● **DOCUMENT EXTRACT**
120 x 90mm, 170 leaves, ruled space: 75 x 50mm. FIFTEEN LARGE ILLUMINATED INITIALS WITH FULL BORDERS, often with drolleries in the margins, small illuminated initials throughout, PARTIAL BORDERS ON MOST PAGES, ONE FULL-PAGE MINIATURE (a large portion of the miniature missing due to the excision of an illuminated initial on the verso, but preserving one complete figure, several texts beginning imperfectly due to the loss of leaves, one other initial excised). 19th-century red velvet (worn and faded).

PROVENANCE:
(1) The style of illumination is immediately identifiable as Tournai-work. Although for Dominican use, the manuscript was apparently produced by a libraire without a ready purchaser in mind: the calendar is non-specific (although it includes some uncommon entries, such as Gilbert of Sempringham, 4 February, and Joseph, husband of Mary, 19 March), and the end of each sequence of names in the litany (martyrs, confessors, virgins) has a space for extra names to be inserted, and another space has been left for the insertion of extra A/Ab petitions. (2) HENRY YATES THOMPSON, given to (3) ALLAN HEYWOOD BRIGHT: inscription, upper pastedown.

● **WHAT YOU NEED TO DO**
**A.** In the manuscript description, which style of illumination is the manuscript identified as?
**B.** Copy out the manuscript description from "120 x 90mm, 170" to "(worn and faded).".

● **COLLECTED MATERIAL**
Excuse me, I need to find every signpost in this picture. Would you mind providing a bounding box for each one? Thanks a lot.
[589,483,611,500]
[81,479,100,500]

● **RESPONSE LIST**
**A.** Tournai-work.

**B.**
120 x 90mm, 170 leaves, ruled space: 75 x 50mm. FIFTEEN LARGE ILLUMINATED INITIALS WITH FULL BORDERS, often with drolleries in the margins, small illuminated initials throughout, PARTIAL BORDERS ON MOST PAGES, ONE FULL-PAGE MINIATURE (a large portion of the miniature missing due to the excision of an illuminated initial on the verso, but preserving one complete figure, several texts beginning imperfectly due to the loss of leaves, one other initial excised). 19th-century red velvet (worn and faded).